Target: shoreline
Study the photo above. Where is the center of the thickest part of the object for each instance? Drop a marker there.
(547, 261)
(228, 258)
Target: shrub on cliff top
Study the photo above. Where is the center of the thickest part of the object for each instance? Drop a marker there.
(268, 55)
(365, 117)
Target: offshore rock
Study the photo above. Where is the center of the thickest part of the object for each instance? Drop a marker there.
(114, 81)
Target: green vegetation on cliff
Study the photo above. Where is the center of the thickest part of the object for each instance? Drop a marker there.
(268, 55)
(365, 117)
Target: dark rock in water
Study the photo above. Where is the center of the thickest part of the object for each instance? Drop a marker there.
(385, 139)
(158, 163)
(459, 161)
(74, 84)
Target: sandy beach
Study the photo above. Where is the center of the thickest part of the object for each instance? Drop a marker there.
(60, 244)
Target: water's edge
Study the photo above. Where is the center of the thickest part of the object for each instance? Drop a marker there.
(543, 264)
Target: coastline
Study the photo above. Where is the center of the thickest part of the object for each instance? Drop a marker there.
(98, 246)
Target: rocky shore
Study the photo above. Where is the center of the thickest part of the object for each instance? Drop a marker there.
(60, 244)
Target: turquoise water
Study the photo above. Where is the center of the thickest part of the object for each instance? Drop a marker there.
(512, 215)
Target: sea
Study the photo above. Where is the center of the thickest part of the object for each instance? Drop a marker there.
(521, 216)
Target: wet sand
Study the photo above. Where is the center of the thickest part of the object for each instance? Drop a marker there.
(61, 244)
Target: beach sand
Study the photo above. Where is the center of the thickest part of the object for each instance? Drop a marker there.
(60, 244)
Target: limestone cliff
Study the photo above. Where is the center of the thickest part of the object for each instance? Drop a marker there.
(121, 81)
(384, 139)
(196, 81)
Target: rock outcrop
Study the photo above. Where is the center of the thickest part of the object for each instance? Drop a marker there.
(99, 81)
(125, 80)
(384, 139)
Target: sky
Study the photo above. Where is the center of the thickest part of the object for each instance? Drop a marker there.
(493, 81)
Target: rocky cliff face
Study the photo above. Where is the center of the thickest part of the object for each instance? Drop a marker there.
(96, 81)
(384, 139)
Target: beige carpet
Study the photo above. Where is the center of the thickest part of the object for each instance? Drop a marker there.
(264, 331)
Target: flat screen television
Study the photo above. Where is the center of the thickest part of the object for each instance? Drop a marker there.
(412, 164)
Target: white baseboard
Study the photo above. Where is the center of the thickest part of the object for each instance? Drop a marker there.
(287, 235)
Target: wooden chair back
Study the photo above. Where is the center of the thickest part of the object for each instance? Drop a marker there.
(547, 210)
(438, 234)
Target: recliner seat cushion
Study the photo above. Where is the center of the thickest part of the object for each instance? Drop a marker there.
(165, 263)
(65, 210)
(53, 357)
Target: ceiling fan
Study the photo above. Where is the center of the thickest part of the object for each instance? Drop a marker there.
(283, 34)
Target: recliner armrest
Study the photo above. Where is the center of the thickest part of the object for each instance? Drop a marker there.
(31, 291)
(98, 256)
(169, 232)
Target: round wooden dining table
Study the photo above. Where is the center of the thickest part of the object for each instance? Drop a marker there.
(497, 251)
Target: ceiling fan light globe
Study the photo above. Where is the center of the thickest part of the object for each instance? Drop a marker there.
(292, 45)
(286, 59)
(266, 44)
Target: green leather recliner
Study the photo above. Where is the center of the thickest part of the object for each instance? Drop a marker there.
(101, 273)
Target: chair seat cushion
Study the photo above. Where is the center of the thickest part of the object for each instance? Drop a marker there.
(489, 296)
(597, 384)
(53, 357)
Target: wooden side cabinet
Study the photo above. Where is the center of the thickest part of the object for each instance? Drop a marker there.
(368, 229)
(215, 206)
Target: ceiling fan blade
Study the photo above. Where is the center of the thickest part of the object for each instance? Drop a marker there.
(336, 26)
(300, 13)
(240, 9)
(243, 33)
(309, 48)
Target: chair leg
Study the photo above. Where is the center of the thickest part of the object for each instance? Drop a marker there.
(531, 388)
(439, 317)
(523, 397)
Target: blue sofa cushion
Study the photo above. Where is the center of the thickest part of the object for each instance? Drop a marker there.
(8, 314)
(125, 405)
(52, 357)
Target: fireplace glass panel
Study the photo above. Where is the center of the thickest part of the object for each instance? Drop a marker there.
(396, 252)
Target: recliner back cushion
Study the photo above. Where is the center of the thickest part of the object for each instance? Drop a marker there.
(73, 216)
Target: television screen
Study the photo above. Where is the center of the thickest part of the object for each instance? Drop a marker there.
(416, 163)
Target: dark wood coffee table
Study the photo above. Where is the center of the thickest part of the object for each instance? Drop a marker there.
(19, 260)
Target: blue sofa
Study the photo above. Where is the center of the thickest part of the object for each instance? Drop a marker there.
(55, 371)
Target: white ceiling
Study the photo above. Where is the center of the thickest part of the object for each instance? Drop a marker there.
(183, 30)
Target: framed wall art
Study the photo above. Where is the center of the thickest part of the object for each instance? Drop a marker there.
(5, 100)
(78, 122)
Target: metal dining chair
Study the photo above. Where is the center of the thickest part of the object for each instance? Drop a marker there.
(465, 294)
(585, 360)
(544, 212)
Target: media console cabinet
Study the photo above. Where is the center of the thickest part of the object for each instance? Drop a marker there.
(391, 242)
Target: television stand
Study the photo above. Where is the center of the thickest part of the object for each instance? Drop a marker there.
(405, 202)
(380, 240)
|---|
[DESCRIPTION OF THE TASK] Copy each line of the data exactly, leaving nothing out.

[EXERCISE OUTPUT]
Target: shoreline
Study the photo above. Where is the center of the thickest part of the object for each instance? Drop a marker there.
(547, 261)
(228, 258)
Target: shrub on cliff top
Study the photo above. Where is the center of the thickest part of the object for each instance? Drop a marker there.
(268, 55)
(365, 117)
Target: offshore rock
Study the photo above. Where is the center of the thickest part of the object for each instance? Drop a marker there.
(114, 81)
Target: green vegetation on cliff
Study the photo above. Where is the center of the thickest part of the object for each instance? Drop a marker there.
(268, 55)
(365, 117)
Target: dark rock in water
Study the photo above. Where is the center of the thickest part of the object for each instance? Drop a marker there.
(385, 139)
(158, 163)
(459, 161)
(74, 84)
Target: sandy beach
Study the photo above. Where is the center of the thickest part of the object for each instance? Drop a marker there.
(60, 244)
Target: water's edge
Study the photo above. Where is the center of the thickest part of the object for each instance? Drop a marker there.
(543, 264)
Target: coastline
Study the photo above. Where is the center of the thickest part of the object for each instance? Drop a marker there.
(98, 246)
Target: rocky shore
Study the photo above. Where is the center of the thickest part of the object for each instance? Drop a marker there.
(60, 244)
Target: turquoise water
Study the photo above. Where is the center of the thickest part of the object for each instance? Drop a marker there.
(512, 215)
Target: sea
Study the photo above. Where is the center of the thickest part of the object for each instance? Drop a marker there.
(521, 216)
Target: wet sand
Study the photo above. Where is the center of the thickest part of the object for each instance? Drop a marker there.
(61, 244)
Target: beach sand
Study the photo above. Where is the center of the thickest part of the object for each instance? Drop a marker there.
(60, 244)
Target: limestone cliff
Study the photo above. Where is the center of the thickest part of the object for each instance? Drop a marker there.
(121, 81)
(384, 139)
(196, 81)
Target: rock outcrop
Study the photo above. Where is the center of the thickest part of the object for each instance? Drop a marker there.
(99, 81)
(125, 80)
(384, 139)
Target: sky
Study the photo above. Where is the center of the thickest part of the object for each instance? Drop a marker there.
(493, 81)
Target: rocky cliff face
Study the photo above. Where is the center of the thickest part of the object for each instance? Drop a marker there.
(96, 81)
(384, 139)
Target: beige carpet
Study the photo above. Where is the center of the thickest part of the object for each instance? Drop a marker there.
(264, 331)
Target: flat screen television
Study the photo above. Where is the center of the thickest part of the object for each instance? Drop a marker there.
(412, 164)
Target: white baseboard
Study the photo above. Where is the center of the thickest part of the object for each instance? Drop a marker there.
(287, 235)
Target: wooden chair back
Study the photo above. Where is the center of the thickest part of the object for each instance? Drop a marker there.
(547, 210)
(438, 234)
Target: recliner seat cushion
Study the photo above. Where is the center of the thickest part of the object for each instance? Drop a marker there.
(165, 263)
(65, 210)
(53, 357)
Target: ceiling fan
Study the photo above. Where is the center of the thickest part of the object for each instance? Drop a marker there.
(283, 34)
Target: recliner armrest
Study the photo above. Where is the center of the thickest part of the object for each instance? Drop a marker there.
(31, 291)
(98, 256)
(169, 232)
Target: round wooden dining table
Study the photo above. Where is the center of the thickest part of the object for each instance? Drop a marker there.
(497, 251)
Target: ceiling fan light globe
Study the photo above. Where is the center of the thickest part of the object for each instance? Drop a marker there.
(292, 45)
(286, 59)
(266, 44)
Target: green leather recliner
Study the photo above. Where is the center of the thickest part of the object for each instance? Drop a marker there.
(101, 273)
Target: chair seat cushion
Study the photo above. Where is the center of the thickest part of the object for each instance? Drop a marker there.
(489, 296)
(597, 384)
(53, 357)
Target: wooden side cabinet
Study the photo above. Where is the center of the thickest part of the object for each instance? Drop a marker there.
(368, 229)
(215, 206)
Target: ceiling fan blade
Study the photo above. Where is the center of the thickest part of the object for each instance? Drop a marker there.
(336, 26)
(300, 13)
(240, 9)
(243, 33)
(309, 48)
Target: chair leg
Study the photo above. Where is the center of the thickest part of the object for each instance? Drop a marker there.
(531, 388)
(439, 317)
(523, 397)
Target: blue sofa cushion
Study the photo above. Where is the center of the thickest part of the object for each instance? Drop a marker there.
(8, 314)
(125, 405)
(52, 357)
Target: fireplace glass panel
Study the photo above. Where is the center of the thickest part of the object for each instance? Drop a marker there.
(396, 252)
Target: recliner back cushion
Study the photo above. Where is the center of the thickest part of the object for each instance? Drop a marker there.
(73, 216)
Target: television screen
Study the photo above. Where is the center of the thickest part of the object for each instance? Drop a marker there.
(416, 163)
Target: dark wood coffee table
Study the photo above. Where is the center of the thickest part of the object for each instance? Drop a marker there.
(19, 260)
Target: blue sofa
Study the photo above. Where is the center of the thickest part of the object for each instance? Drop a marker there.
(55, 371)
Target: white ceiling
Study the photo above. Where is the center of the thickest part of the object for each instance? Drop a marker there.
(183, 30)
Target: framed wall art
Study the photo above. Where is the center of the thickest part of the object for each instance? Drop a marker there.
(5, 100)
(78, 122)
Target: metal dining chair
Study the photo above. Where is the center of the thickest part of the object for each instance? Drop a marker there.
(465, 294)
(585, 360)
(544, 212)
Target: media console cabinet
Study the photo above. Where is the center of the thickest part of the object for each instance? Drop a marker there.
(391, 242)
Target: television stand
Study the photo above. Where is the center of the thickest part of the object for each instance? Drop a marker there.
(405, 202)
(380, 240)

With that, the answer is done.